下のリストから、「shadow」という語が入っている行をすべて集めて、そのまま書き出してください。

## [抜き出した情報]
▼▼▼

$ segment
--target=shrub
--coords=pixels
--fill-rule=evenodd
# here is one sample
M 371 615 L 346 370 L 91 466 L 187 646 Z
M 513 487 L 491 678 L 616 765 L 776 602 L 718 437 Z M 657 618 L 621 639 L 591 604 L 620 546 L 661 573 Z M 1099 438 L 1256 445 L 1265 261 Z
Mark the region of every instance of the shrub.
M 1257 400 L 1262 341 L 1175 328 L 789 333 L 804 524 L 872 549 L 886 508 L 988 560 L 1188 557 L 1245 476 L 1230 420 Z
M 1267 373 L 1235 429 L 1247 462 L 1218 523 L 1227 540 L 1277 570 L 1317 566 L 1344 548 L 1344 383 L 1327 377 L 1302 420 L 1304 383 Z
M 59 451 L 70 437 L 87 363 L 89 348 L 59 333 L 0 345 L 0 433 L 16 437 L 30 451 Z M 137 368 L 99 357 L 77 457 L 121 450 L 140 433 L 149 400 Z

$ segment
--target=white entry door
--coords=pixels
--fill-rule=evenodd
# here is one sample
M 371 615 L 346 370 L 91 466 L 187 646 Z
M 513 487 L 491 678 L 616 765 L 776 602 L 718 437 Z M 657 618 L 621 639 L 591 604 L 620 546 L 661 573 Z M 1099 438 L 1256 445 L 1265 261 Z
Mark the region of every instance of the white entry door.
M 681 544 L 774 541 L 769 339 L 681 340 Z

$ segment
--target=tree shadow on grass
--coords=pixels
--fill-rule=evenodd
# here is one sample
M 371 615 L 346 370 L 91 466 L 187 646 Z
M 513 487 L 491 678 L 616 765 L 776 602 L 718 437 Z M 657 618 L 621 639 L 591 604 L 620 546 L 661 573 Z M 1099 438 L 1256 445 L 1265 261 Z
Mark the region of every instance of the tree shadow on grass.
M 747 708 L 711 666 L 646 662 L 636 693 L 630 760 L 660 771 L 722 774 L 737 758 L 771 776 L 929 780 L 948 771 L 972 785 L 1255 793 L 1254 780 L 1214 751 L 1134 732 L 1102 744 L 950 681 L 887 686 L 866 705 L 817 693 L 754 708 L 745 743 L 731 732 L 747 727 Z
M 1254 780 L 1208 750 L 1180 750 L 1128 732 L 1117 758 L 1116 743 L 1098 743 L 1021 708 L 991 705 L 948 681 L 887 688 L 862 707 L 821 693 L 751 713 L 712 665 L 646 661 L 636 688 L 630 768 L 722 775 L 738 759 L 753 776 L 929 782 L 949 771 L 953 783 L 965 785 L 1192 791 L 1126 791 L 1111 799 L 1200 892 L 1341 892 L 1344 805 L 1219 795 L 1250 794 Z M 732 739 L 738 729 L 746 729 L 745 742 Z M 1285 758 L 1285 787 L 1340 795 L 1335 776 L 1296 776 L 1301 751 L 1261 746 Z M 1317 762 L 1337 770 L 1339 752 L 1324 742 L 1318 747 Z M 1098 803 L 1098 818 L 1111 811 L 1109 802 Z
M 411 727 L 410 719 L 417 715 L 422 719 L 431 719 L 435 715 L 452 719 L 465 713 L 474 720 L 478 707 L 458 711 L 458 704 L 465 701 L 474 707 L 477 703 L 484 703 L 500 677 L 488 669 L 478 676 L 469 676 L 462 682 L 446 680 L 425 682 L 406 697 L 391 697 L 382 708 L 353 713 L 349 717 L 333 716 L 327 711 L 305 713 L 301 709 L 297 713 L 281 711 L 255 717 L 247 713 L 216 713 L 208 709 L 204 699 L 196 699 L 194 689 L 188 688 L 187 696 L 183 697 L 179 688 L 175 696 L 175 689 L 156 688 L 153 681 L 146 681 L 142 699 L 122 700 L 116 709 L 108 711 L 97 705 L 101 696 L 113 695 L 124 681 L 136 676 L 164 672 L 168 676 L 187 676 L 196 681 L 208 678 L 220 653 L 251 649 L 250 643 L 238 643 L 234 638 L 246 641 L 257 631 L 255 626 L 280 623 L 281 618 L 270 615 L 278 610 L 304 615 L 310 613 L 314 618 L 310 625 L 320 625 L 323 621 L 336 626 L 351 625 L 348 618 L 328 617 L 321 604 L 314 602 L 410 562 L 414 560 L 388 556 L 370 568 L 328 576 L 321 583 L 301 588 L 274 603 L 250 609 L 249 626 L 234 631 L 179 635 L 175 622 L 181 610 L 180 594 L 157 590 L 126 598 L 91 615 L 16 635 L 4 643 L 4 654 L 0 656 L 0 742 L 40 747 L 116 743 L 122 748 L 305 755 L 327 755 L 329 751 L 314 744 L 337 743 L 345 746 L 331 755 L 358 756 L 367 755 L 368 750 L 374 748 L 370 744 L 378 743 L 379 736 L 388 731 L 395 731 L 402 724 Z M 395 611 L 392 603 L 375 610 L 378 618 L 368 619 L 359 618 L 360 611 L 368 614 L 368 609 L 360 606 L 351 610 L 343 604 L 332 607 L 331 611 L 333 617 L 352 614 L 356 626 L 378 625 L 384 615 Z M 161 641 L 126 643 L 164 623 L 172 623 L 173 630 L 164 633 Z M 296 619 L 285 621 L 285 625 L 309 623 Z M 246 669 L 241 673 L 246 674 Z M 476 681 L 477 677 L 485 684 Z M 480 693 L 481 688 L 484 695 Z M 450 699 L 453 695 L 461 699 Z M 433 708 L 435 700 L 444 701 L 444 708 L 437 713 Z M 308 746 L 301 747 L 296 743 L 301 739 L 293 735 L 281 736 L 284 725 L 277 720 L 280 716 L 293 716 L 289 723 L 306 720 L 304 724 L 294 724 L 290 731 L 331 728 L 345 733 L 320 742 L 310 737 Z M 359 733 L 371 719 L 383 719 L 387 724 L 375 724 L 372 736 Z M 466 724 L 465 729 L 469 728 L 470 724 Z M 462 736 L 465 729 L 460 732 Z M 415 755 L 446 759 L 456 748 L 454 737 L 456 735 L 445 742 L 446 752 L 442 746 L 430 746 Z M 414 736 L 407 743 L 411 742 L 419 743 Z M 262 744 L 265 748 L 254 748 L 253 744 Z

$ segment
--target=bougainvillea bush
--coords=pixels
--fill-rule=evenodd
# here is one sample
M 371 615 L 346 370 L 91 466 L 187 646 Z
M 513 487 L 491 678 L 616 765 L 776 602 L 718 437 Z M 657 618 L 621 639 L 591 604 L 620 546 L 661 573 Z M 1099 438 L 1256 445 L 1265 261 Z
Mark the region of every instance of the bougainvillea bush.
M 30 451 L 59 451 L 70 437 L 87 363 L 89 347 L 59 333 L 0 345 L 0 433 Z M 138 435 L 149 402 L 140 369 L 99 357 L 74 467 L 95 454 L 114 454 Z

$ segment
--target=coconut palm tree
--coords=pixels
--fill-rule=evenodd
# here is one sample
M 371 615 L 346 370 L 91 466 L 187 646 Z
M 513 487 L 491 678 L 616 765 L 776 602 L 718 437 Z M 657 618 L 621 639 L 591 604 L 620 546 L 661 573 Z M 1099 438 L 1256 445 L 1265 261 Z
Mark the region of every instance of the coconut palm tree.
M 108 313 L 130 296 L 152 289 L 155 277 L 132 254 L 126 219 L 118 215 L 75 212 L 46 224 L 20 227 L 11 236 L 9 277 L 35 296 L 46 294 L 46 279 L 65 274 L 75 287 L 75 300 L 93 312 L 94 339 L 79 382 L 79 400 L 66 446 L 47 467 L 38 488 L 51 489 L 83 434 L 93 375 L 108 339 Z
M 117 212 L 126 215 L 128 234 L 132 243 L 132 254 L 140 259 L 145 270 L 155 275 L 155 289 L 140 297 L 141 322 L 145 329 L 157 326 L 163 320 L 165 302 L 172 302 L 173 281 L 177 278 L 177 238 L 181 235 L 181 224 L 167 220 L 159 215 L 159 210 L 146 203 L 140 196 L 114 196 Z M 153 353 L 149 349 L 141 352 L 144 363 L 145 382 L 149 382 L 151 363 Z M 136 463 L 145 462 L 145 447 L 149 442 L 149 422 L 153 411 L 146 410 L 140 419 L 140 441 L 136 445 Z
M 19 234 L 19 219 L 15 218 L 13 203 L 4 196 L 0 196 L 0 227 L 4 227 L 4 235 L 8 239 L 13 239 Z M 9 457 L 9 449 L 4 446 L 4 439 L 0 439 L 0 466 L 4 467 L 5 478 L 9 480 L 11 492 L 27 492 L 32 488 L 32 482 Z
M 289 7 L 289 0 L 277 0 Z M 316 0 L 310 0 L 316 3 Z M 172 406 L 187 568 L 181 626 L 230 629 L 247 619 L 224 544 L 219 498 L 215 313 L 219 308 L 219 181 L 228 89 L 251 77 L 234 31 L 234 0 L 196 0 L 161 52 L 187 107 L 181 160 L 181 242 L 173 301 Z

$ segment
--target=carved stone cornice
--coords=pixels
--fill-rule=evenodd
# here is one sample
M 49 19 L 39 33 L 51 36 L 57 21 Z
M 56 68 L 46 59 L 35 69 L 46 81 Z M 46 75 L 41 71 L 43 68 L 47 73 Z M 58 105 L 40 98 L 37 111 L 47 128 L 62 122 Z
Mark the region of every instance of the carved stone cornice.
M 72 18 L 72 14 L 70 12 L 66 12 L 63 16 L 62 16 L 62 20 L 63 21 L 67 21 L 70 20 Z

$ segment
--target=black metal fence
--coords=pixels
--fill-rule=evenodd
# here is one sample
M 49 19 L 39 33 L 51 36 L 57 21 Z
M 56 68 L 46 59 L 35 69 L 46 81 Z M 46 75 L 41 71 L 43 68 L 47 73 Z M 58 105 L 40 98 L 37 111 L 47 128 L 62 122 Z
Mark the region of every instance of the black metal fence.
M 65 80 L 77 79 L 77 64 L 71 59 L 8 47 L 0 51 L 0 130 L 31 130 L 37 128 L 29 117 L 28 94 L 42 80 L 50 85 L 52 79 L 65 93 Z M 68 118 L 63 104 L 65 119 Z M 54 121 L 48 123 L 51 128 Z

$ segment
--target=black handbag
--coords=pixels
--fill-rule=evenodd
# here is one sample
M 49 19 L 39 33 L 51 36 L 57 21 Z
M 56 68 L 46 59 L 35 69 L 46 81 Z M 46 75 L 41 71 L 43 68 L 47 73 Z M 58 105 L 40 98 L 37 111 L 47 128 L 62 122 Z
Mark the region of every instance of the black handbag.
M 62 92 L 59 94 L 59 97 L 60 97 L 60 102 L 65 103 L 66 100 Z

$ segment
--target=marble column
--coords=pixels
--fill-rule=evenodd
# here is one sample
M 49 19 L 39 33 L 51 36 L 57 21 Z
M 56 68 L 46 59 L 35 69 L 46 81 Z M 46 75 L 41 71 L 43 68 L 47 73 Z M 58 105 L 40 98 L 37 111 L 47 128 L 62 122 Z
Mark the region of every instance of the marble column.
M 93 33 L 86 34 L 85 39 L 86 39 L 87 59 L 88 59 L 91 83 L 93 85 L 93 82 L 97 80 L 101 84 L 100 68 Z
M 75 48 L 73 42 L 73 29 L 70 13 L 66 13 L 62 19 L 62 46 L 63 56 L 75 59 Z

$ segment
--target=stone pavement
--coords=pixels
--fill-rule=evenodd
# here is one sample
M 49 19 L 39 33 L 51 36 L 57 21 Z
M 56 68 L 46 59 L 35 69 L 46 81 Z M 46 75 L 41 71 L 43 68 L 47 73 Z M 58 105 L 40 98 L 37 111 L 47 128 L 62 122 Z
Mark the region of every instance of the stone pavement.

▲▲▲

## [回答]
--target=tree shadow on grass
Mark the region of every instance of the tree shadow on grass.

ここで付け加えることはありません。